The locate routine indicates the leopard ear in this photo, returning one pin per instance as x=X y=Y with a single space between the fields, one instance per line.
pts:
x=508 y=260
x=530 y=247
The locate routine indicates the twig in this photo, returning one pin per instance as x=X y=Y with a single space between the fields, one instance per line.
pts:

◆ ◆ ◆

**What the task asks**: In full and without alteration, retype the entries above.

**Exercise output**:
The locate routine indicates the leopard ear in this photo, returning one pin per instance as x=X y=Y with a single space between the fields, one instance per line.
pts:
x=508 y=260
x=530 y=247
The locate routine indicates the twig in this photo, returning one pin per instance as x=X y=Y with a single space between the fields, one instance per line.
pts:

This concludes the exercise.